═════ Input for this task ═════
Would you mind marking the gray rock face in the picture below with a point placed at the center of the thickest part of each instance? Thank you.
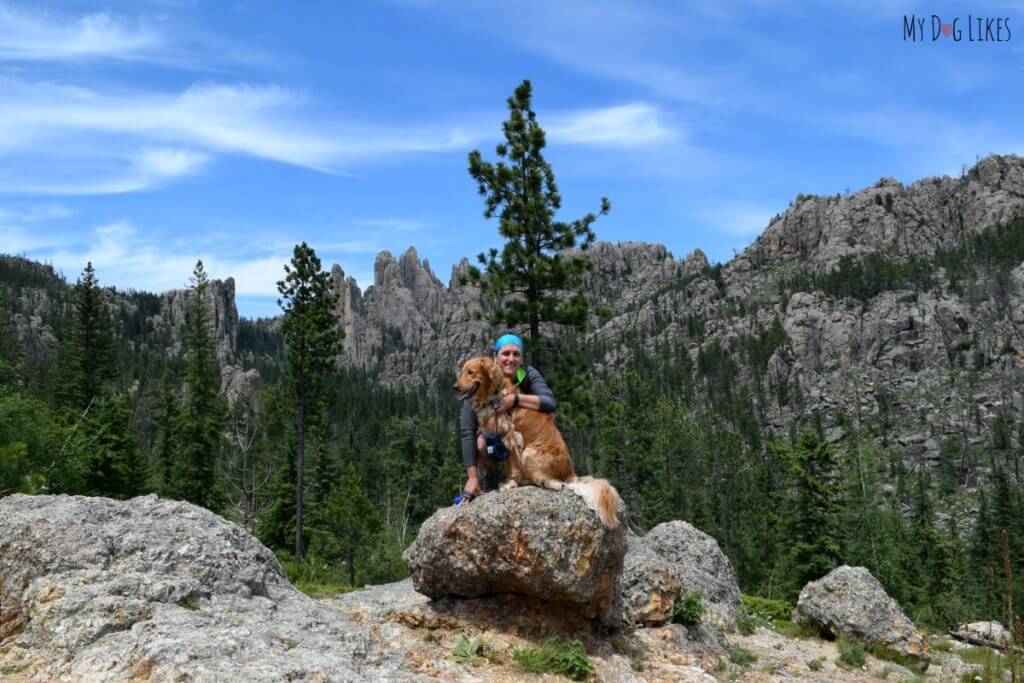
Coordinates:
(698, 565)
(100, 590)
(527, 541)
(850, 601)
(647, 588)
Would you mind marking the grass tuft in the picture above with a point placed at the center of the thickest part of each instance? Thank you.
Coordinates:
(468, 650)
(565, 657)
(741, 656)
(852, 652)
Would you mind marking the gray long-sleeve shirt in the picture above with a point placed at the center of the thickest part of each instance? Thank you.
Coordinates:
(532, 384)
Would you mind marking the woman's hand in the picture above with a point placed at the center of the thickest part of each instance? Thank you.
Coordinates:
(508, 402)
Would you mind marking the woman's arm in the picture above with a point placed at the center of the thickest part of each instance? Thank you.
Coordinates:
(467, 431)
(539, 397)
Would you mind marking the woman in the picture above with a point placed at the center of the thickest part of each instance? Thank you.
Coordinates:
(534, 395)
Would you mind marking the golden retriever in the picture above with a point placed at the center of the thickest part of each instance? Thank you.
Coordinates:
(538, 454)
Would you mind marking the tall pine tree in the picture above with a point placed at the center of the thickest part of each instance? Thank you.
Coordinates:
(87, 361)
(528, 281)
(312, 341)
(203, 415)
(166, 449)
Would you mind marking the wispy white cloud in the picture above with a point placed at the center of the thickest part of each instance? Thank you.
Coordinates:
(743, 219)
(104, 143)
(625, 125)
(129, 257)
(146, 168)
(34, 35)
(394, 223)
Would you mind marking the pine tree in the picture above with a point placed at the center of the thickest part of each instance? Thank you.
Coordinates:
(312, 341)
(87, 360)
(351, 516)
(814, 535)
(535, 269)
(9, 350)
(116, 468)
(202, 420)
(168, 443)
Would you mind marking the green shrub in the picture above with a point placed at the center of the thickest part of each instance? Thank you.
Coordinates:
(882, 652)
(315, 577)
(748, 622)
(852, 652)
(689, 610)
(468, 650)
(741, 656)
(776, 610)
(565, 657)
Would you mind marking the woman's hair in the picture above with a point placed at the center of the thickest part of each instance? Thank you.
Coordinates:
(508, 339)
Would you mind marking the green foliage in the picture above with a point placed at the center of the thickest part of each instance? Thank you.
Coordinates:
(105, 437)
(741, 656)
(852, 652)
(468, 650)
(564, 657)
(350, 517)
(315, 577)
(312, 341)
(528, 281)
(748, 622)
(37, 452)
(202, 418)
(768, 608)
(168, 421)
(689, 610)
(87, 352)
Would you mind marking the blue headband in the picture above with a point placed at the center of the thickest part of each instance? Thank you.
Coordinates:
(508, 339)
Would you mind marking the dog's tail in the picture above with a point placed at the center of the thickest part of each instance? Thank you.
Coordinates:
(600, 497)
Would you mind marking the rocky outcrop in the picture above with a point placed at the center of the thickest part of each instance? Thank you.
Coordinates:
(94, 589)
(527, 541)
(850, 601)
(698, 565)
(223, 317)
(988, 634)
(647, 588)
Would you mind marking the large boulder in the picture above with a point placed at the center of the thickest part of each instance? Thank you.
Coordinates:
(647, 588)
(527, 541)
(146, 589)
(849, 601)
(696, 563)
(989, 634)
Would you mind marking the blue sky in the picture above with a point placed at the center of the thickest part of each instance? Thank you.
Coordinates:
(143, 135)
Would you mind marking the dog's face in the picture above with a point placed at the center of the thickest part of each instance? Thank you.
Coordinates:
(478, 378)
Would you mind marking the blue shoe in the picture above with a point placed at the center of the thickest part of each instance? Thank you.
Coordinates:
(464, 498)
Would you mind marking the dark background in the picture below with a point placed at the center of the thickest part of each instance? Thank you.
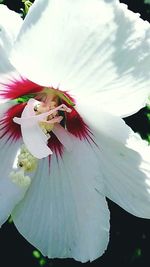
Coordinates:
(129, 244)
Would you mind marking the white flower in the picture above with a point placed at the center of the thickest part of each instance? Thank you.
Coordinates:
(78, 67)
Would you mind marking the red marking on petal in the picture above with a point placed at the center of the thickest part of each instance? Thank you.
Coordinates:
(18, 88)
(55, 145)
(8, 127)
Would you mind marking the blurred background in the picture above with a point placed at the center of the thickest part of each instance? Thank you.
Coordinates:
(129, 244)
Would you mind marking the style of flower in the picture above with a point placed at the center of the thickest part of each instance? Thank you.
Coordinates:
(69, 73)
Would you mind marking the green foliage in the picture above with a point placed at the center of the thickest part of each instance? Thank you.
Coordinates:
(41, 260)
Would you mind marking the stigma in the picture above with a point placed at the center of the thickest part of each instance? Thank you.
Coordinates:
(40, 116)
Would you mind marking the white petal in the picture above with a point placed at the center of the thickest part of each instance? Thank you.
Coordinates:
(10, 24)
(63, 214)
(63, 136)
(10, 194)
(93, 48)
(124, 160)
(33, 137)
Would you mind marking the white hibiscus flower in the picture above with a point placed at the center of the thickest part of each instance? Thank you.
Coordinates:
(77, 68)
═════
Given instruction →
Write out all of the records again, swapping "thickest part" for "widest part" and leaving everything else as it is. Omit the pictures.

Output for this exercise →
Would you mind marking the gray rock face in the picture below with a point placed at the center of the widest part of each instance? Thank you.
Coordinates:
(698, 565)
(100, 590)
(527, 541)
(850, 601)
(647, 588)
Would you mind marking the grass tuft in the picture above with a point placed at the center of the widest part of each instance? Thank you.
Coordinates:
(468, 650)
(565, 657)
(741, 656)
(852, 652)
Would you mind marking the gray long-sleeve shirt in the picture above with a point placed at the center of the widest part of each instance? Thank you.
Coordinates:
(532, 384)
Would you mind marking the woman's hand in the picture above with a point placed at the center of the widest part of each instance? Thank you.
Coordinates:
(508, 402)
Would you mind marking the woman's arm in the picture above with a point placed at the center of the widest part of each instance? Thank you.
Coordinates:
(467, 431)
(539, 397)
Would you mind marking the woman in the picture above with a point placed at the center of the widest part of each instance? Thank you.
Coordinates:
(534, 395)
Would you mind marking the golden retriever in the picture above with a point placed at the center of the widest part of each instance? Thank you.
Coordinates:
(538, 454)
Would you mind marking the tall pine tree in the picture above with a point placed at the center of the widest part of each instance? Thank you.
Coordinates:
(87, 361)
(528, 281)
(312, 341)
(203, 415)
(166, 449)
Would you mind marking the wispy white cloud in the picture above with a point placed at the center of the widest part of each instance? Thank you.
Coordinates:
(743, 219)
(104, 143)
(625, 125)
(129, 257)
(146, 168)
(34, 35)
(394, 223)
Would you mind marking the pine tree in the picture above with a point placed at the center of the widest part of each instance? Thank you.
Coordinates:
(312, 341)
(87, 360)
(351, 516)
(814, 535)
(535, 269)
(9, 350)
(116, 468)
(202, 420)
(168, 443)
Would you mind marking the green shrub in the picture above with a point placed at the center of the widest part of each instance? Thank you.
Coordinates:
(882, 652)
(315, 577)
(748, 622)
(852, 652)
(689, 610)
(468, 650)
(741, 656)
(776, 610)
(565, 657)
Would you mind marking the woman's hair in the picture above with a point placed at the center of the widest part of each instance? Thank you.
Coordinates:
(508, 339)
Would you mind marking the green foliage in the picture above with a point placed at the center of the widest part of each instance? Thank you.
Coordinates:
(105, 437)
(741, 656)
(852, 652)
(468, 650)
(564, 657)
(350, 517)
(315, 577)
(312, 341)
(528, 281)
(748, 622)
(37, 452)
(202, 418)
(768, 608)
(168, 421)
(689, 610)
(87, 352)
Would you mind marking the blue headband in the picture above with a point placed at the center of the widest part of each instance? Thank you.
Coordinates:
(508, 339)
Would you mind marking the dog's tail in the picture above with a point placed at the center of the widest part of each instance? Thank you.
Coordinates:
(600, 497)
Would you mind marking the rocky outcrop in the picture above with a point placed at the center of the widest part of each instance? Thank you.
Coordinates:
(94, 589)
(527, 541)
(850, 601)
(698, 565)
(223, 317)
(988, 634)
(647, 588)
Would you mind marking the large boulder in the picture above with a point placed at the center of the widest part of each instance? Thank you.
Coordinates:
(647, 588)
(527, 541)
(146, 589)
(849, 601)
(696, 563)
(989, 634)
Would you mind marking the blue sky in the picture above with a point placed at the center of the widest part of each instance? Thank you.
Coordinates:
(143, 135)
Would you mind marking the dog's face in the picture above with a point placed at the center of the widest part of each instance? Thank you.
Coordinates:
(478, 378)
Would you mind marking the blue shoe in the picture above with a point placed at the center of the widest part of each instance? Thank you.
Coordinates:
(464, 498)
Would you mind marking the dark background in the picture below with a point placed at the center of the widest part of each instance? Thank you.
Coordinates:
(129, 244)
Would you mind marking the white flower in the picture above with a point placed at the center of the widest part of each instance? Thank you.
Coordinates:
(78, 67)
Would you mind marking the red marking on petal in the picture above with a point placed at the center of the widest part of each instance? Thank you.
Coordinates:
(18, 88)
(55, 145)
(8, 127)
Would you mind marking the blurred background in the picture above with a point placed at the center of the widest part of each instance? Thank you.
Coordinates:
(129, 244)
Would you mind marking the style of flower in the picture above with a point placed at the center of the widest part of each instance? Thank you.
Coordinates:
(69, 73)
Would you mind marking the green foliage in the picture above with a point placed at the center of the widest part of each instance? Thank you.
Coordinates:
(41, 260)
Would you mind marking the stigma in the picture above with a point placed at the center of the widest part of each instance? Thank you.
Coordinates:
(40, 116)
Would you mind marking the white petal in the picture above with a point placed at the center of the widest part of each instance? Thank you.
Coordinates:
(10, 24)
(63, 214)
(63, 136)
(10, 194)
(93, 48)
(124, 160)
(33, 137)
Would you mind marking the white hibiscus flower in the picture above with a point placed at the center of the widest part of each instance? Thank you.
Coordinates:
(77, 68)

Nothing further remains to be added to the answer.